- DOCUMENT SECTION -

The robot census

Hey, anyone got a copy of Wordstar 1.0, so I can read Martin Amis’ email?

For historians, digital technology is a double-edged sword. On the one hand, almost everything that “important people” write — email, documents, text messages — is stored somewhere, so computers are preserving ever more essential records of history in progress. The problem is, most of this stuff is written on programs that quickly become obsolete, and thus as inscrutable as the Voynich manuscript. I myself have a couple of 5 1/2-inch floppy disks from 1989 with copies of my college papers on it, written in Wordstar 5.0. I’ll probably never read them again.

- REQUIRED ACTIONS -
• 1. In the passage on digital records, which program were the writer's 1989 college papers written in?
• 2. Pull from the passage on digital records the exact wording from "The robot census" to "read them again.".

- PROVIDED MATERIAL -
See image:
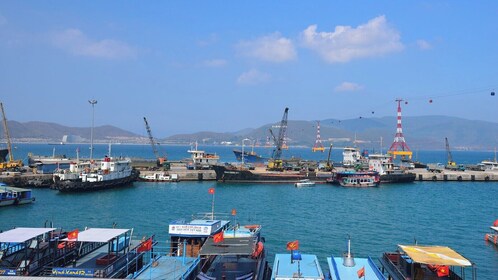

- ANSWERS GIVEN -
• 1. Wordstar 5.0

• 2.
The robot census

Hey, anyone got a copy of Wordstar 1.0, so I can read Martin Amis’ email?

For historians, digital technology is a double-edged sword. On the one hand, almost everything that “important people” write — email, documents, text messages — is stored somewhere, so computers are preserving ever more essential records of history in progress. The problem is, most of this stuff is written on programs that quickly become obsolete, and thus as inscrutable as the Voynich manuscript. I myself have a couple of 5 1/2-inch floppy disks from 1989 with copies of my college papers on it, written in Wordstar 5.0. I’ll probably never read them again.